#### Entries provided
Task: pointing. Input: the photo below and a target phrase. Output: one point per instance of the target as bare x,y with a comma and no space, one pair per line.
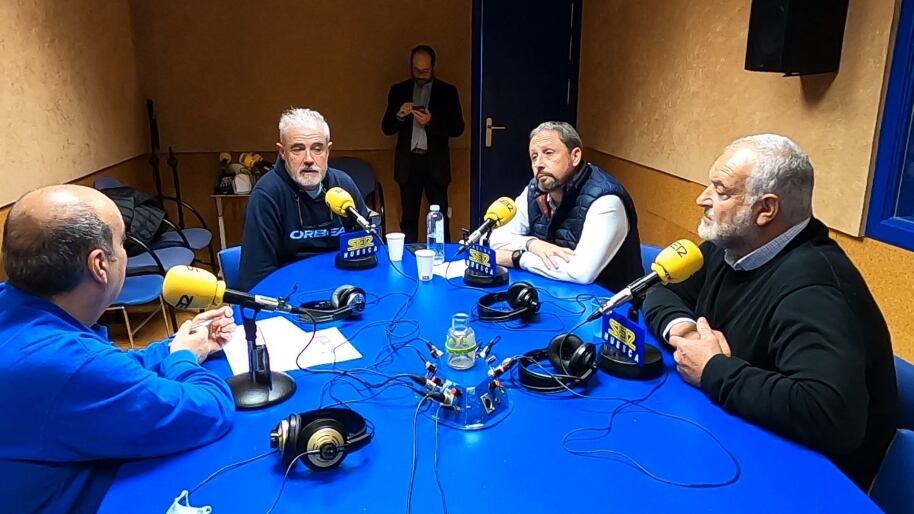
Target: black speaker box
796,37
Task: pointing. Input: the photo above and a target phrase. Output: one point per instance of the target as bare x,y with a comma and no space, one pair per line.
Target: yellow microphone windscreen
187,287
338,199
678,262
501,211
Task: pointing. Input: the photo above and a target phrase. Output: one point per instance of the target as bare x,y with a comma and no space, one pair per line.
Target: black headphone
522,298
344,302
322,438
573,359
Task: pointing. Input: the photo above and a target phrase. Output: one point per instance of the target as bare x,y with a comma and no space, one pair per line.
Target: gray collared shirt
753,260
421,96
761,255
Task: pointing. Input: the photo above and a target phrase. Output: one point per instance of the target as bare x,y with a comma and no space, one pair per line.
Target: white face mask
177,508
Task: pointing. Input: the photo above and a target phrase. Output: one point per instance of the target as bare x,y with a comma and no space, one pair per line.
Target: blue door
525,71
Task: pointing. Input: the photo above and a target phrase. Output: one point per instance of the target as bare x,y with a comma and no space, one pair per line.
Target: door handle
489,129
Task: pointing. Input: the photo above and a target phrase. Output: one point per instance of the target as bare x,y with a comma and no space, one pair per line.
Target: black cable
229,467
412,471
437,475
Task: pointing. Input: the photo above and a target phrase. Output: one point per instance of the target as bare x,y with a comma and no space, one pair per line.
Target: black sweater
283,223
812,357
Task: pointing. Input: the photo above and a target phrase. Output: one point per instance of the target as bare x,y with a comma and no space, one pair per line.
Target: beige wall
221,72
664,86
667,211
69,98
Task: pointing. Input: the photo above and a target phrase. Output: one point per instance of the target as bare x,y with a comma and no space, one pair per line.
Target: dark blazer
447,122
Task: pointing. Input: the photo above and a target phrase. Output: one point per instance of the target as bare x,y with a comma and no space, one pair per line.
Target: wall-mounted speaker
796,37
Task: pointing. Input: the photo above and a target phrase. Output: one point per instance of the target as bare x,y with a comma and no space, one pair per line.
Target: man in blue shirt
287,218
74,405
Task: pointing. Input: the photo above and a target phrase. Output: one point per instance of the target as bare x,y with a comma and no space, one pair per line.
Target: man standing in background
424,112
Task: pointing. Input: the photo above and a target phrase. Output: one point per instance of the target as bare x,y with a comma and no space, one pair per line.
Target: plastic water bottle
435,238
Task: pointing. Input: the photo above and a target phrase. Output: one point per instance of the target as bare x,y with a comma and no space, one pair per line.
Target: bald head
51,231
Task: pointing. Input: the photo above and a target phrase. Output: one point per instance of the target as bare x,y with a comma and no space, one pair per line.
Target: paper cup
425,260
395,245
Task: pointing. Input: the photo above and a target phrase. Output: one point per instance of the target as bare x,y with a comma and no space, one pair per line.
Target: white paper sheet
455,269
285,341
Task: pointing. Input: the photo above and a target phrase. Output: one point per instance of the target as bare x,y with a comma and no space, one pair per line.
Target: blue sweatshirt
283,223
74,406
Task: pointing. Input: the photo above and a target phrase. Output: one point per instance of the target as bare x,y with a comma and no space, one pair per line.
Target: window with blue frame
891,213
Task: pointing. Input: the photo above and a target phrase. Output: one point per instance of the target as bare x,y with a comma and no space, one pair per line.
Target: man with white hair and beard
287,218
779,327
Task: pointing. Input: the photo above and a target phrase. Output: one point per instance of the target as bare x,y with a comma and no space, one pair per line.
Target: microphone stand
259,387
612,362
479,279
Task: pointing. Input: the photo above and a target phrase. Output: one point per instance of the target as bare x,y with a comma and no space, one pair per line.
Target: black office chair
366,180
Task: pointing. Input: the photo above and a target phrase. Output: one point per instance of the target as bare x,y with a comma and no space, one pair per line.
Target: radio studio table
516,466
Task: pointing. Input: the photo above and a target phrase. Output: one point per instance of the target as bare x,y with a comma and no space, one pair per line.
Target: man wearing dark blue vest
574,221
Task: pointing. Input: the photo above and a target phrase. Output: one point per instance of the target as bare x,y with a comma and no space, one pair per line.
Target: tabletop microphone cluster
500,212
341,203
673,264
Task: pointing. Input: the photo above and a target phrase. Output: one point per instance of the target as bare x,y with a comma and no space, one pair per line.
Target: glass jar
461,343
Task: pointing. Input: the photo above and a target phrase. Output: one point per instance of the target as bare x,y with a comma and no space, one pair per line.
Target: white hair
782,168
298,117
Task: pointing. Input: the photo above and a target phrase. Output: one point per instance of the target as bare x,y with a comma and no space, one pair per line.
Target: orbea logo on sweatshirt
316,233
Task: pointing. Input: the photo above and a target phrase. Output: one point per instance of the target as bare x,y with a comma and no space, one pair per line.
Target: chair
904,371
230,264
142,290
365,179
195,238
648,254
891,489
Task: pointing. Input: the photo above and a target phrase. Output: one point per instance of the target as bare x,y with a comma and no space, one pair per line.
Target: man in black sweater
779,327
287,218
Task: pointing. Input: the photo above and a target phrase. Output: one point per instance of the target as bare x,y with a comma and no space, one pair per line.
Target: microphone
673,264
186,287
500,212
341,203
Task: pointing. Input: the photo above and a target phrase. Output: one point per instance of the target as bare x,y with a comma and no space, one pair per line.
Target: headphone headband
345,301
544,382
521,297
321,438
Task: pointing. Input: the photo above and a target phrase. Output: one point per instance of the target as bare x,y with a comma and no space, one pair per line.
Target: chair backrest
107,183
904,370
648,254
891,489
230,264
360,171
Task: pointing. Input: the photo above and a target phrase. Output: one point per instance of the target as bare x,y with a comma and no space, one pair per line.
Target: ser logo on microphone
184,302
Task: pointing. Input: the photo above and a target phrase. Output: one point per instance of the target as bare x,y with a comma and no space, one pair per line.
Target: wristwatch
515,258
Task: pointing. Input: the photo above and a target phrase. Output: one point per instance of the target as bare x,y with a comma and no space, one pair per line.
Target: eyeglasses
317,149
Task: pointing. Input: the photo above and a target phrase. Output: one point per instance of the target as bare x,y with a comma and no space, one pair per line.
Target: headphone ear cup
326,437
340,295
562,352
290,448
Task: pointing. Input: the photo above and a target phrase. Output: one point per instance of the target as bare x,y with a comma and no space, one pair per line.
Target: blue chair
366,180
142,290
891,489
648,254
904,371
195,238
230,264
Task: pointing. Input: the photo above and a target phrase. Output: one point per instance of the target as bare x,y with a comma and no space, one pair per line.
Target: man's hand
692,355
405,111
551,254
203,341
686,329
423,117
503,258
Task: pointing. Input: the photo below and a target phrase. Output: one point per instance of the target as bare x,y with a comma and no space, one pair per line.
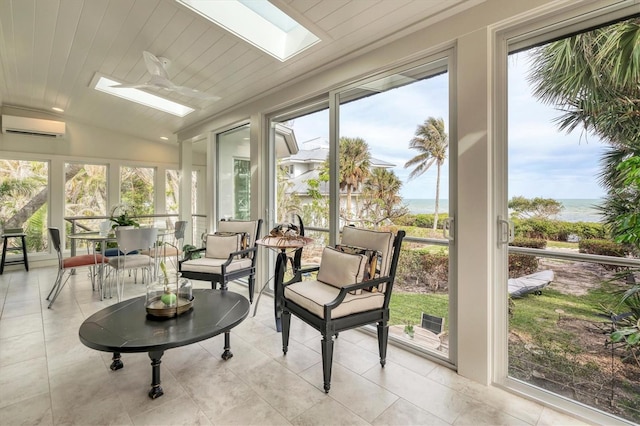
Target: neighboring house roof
316,151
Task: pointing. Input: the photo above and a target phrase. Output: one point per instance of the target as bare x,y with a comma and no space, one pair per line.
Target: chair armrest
351,287
235,254
309,269
189,253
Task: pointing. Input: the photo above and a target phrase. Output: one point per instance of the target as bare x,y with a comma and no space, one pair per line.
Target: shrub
423,269
422,220
524,264
605,248
556,230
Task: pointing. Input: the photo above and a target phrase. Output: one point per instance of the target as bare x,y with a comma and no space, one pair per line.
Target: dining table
96,241
283,246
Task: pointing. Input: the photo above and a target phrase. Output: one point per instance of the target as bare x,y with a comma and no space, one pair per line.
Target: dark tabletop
125,326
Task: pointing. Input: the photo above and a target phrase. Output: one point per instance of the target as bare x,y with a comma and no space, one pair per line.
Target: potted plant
121,216
408,329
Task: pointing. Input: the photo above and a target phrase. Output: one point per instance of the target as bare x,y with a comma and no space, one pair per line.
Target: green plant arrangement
121,216
408,329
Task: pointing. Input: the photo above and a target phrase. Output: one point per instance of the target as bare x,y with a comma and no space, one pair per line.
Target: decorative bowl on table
167,298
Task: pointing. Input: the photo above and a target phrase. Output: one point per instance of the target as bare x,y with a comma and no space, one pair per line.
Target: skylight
258,22
104,84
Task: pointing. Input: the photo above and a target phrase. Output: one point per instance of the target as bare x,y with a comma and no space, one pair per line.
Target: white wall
468,34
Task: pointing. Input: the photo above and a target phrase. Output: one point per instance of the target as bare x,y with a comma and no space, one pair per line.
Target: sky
543,162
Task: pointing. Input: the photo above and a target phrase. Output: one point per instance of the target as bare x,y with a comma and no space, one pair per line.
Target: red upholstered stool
9,235
93,261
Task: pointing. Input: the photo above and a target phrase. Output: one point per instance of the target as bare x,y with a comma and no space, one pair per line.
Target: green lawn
408,307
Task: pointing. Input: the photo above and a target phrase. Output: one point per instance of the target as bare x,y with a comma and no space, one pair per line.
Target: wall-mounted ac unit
32,126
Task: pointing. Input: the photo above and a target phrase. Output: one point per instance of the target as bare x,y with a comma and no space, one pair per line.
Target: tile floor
48,377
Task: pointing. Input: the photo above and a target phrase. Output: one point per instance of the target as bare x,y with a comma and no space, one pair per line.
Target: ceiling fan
157,67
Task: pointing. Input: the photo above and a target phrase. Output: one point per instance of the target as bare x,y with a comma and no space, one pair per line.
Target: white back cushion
376,240
220,246
340,269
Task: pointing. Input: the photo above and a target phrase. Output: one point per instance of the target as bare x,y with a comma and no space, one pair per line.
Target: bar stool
12,233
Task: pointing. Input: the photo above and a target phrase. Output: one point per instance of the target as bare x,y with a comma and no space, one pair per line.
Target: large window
234,174
573,192
24,191
85,191
172,191
394,159
136,189
393,156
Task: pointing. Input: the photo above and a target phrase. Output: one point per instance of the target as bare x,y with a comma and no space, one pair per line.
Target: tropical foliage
538,207
593,78
381,197
432,143
355,163
23,199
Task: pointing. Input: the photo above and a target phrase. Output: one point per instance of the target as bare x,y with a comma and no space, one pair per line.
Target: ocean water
575,210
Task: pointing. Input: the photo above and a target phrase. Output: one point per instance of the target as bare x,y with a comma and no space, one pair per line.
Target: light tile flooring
48,377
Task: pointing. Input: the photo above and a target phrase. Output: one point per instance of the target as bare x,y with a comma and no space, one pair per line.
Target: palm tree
382,198
432,142
355,160
593,79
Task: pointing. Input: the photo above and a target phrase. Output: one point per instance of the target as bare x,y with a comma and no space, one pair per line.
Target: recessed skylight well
258,22
104,84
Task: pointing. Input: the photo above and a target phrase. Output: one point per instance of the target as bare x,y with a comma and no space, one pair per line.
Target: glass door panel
394,173
233,174
568,195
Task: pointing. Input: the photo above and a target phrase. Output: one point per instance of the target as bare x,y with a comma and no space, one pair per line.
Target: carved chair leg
383,337
252,285
286,326
327,360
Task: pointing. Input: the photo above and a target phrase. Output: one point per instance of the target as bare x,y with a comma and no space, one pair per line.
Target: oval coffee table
126,328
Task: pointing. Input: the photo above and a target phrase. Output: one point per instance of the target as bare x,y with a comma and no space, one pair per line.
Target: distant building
307,163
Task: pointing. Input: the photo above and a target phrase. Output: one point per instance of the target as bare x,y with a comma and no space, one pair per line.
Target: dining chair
93,261
229,254
352,289
171,250
130,243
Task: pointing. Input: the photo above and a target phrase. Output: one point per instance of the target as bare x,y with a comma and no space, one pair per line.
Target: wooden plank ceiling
50,50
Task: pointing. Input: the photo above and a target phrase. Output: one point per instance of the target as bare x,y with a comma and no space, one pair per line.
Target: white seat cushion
313,295
130,261
209,265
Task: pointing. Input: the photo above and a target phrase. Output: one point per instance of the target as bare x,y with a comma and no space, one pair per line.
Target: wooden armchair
229,254
352,289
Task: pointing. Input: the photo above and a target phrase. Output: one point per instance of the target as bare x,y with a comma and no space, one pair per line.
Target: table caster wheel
116,365
156,392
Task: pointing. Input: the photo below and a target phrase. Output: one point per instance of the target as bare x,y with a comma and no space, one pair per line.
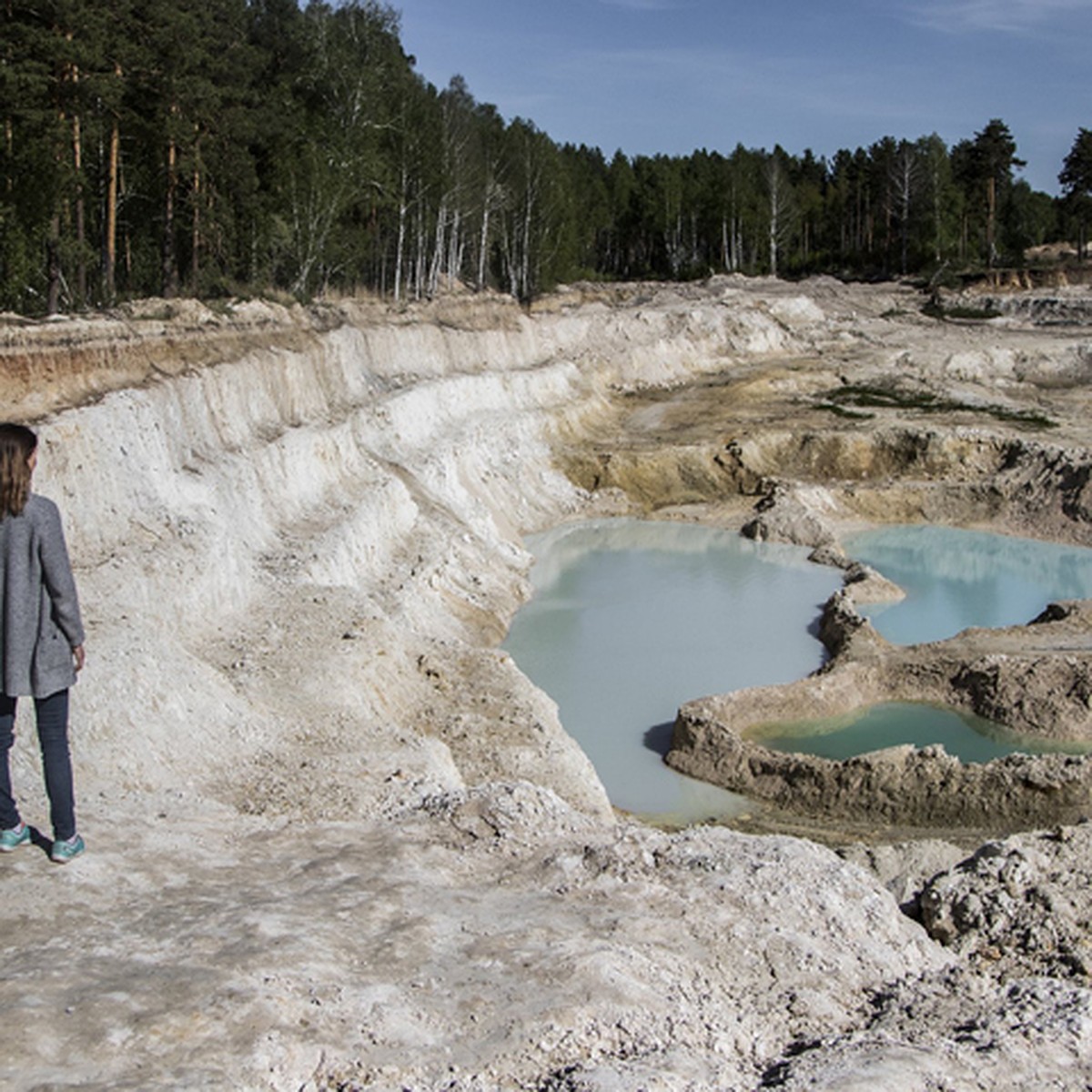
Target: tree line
221,147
########
Pull out every line in the items above that contains the string "speaker".

Target: black speaker box
Target: wall-mounted speaker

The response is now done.